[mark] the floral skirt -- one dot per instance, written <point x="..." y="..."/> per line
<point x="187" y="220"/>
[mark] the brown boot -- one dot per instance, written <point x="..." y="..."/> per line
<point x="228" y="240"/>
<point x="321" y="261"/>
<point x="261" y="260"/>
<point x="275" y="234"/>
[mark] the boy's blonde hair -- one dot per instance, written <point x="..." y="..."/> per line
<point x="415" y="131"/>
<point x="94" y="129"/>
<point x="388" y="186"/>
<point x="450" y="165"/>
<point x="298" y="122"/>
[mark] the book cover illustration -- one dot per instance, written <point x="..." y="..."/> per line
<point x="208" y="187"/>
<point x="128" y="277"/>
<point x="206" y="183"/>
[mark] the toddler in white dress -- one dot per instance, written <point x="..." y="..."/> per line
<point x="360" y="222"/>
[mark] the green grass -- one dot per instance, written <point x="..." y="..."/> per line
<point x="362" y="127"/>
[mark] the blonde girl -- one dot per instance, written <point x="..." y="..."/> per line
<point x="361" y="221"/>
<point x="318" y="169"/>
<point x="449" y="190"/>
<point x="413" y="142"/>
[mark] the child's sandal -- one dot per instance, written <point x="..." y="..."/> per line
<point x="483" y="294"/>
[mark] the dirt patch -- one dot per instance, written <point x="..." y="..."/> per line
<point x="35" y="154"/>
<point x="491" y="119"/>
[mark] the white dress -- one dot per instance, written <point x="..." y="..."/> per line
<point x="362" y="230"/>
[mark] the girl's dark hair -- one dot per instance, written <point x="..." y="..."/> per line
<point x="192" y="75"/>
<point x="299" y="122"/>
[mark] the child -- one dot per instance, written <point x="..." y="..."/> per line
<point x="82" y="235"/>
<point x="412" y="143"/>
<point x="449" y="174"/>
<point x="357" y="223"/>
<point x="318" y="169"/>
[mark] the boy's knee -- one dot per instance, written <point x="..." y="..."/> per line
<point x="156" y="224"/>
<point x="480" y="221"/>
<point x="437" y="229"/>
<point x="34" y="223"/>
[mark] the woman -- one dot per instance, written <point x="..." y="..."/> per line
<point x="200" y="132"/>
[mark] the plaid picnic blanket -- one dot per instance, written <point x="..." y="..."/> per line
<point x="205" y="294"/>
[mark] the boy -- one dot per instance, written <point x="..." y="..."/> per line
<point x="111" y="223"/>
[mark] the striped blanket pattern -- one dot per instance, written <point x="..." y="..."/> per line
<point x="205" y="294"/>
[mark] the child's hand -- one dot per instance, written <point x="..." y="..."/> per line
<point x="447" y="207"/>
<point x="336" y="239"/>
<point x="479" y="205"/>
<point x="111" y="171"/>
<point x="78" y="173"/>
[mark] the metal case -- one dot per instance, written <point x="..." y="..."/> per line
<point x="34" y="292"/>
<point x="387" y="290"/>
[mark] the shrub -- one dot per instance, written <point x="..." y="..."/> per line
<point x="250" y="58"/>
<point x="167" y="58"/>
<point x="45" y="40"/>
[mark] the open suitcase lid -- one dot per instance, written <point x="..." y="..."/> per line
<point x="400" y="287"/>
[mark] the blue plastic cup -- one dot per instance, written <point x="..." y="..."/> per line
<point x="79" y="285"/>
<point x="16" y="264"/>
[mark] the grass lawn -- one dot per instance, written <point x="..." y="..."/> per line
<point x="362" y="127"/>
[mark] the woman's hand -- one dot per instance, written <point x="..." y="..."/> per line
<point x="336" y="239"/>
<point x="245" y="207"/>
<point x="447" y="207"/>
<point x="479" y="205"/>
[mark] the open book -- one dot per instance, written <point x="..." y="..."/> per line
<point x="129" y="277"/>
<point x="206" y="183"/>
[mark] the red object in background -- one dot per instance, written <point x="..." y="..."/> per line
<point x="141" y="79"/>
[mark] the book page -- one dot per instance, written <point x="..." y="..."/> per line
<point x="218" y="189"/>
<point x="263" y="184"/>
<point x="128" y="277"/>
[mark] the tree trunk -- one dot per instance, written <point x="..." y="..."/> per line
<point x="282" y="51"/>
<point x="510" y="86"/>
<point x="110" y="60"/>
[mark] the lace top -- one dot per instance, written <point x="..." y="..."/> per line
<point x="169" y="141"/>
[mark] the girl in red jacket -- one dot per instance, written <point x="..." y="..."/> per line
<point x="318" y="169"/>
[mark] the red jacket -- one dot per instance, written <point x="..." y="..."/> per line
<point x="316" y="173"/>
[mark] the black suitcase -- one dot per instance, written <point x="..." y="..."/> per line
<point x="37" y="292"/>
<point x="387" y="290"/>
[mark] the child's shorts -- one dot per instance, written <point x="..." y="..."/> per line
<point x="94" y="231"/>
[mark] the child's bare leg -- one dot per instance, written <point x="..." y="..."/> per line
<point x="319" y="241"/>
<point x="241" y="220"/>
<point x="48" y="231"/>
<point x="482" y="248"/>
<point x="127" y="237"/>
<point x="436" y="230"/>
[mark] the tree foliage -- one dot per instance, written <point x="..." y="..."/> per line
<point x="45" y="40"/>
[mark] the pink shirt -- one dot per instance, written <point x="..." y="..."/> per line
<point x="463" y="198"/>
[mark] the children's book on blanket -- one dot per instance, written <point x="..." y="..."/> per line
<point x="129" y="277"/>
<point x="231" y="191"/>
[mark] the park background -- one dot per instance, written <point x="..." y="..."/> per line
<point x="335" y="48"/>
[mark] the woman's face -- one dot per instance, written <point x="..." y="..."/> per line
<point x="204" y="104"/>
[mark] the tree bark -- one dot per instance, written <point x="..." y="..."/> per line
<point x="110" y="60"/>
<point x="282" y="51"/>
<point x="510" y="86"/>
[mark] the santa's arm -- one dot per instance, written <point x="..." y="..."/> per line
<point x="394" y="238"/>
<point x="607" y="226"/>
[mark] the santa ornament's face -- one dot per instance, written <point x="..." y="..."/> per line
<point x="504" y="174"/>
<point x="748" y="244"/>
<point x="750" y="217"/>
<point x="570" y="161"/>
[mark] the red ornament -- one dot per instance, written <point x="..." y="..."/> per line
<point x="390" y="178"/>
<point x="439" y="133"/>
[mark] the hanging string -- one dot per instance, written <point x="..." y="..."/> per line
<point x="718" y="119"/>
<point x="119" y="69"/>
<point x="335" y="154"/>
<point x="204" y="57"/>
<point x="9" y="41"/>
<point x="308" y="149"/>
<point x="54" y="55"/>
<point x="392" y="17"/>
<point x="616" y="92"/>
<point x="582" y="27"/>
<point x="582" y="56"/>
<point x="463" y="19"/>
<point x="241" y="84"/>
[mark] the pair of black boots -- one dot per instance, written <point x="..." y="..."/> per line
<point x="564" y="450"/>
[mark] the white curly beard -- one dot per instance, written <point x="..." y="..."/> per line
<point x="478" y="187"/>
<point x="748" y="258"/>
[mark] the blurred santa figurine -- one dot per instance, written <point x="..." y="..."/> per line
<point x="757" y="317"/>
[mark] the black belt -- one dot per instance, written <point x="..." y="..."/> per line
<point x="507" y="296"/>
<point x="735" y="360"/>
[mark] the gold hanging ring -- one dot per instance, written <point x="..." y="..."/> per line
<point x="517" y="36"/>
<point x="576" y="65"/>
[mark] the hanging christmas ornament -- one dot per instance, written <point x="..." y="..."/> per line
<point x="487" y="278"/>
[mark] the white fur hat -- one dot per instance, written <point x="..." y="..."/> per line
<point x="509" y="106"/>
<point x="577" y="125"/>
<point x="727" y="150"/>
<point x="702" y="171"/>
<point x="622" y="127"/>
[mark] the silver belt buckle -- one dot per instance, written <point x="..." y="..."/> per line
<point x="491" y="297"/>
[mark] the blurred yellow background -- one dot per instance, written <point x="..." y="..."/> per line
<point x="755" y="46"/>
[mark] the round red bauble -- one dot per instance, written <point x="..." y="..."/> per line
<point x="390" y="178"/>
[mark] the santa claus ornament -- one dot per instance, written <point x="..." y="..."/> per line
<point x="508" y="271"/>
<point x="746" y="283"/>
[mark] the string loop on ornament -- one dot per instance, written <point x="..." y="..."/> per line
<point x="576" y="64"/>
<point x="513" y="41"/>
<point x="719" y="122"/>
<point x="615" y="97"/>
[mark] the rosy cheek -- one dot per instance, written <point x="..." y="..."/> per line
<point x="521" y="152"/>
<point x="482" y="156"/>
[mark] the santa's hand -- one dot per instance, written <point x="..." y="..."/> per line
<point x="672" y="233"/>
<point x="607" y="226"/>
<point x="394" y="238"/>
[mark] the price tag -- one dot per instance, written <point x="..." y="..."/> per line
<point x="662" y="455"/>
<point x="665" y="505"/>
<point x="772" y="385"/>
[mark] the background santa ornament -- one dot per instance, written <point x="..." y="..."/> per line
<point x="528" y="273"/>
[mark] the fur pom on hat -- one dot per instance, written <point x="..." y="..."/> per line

__________

- **What is asked**
The answer consists only of the lines from the one containing "[mark] the string" to the end of the records, each written out exactly.

- **Solution to this exercise**
[mark] the string loop on ornament -- one dot per instance, written <point x="..." y="..."/> per line
<point x="576" y="64"/>
<point x="513" y="41"/>
<point x="719" y="122"/>
<point x="615" y="97"/>
[mark] the rosy cheek -- one dot per instance, written <point x="..." y="..."/> per line
<point x="521" y="152"/>
<point x="482" y="156"/>
[mark] the santa's hand -- one dot per instance, written <point x="..." y="..."/> per line
<point x="672" y="233"/>
<point x="607" y="226"/>
<point x="394" y="238"/>
[mark] the price tag -- one dot per instance, written <point x="..." y="..."/> per line
<point x="662" y="455"/>
<point x="665" y="505"/>
<point x="772" y="385"/>
[mark] the background santa ornament -- one dot per instance, written <point x="..." y="..."/> per line
<point x="528" y="273"/>
[mark] the fur pom on hat -- one dot per instance, written <point x="..." y="..."/> per line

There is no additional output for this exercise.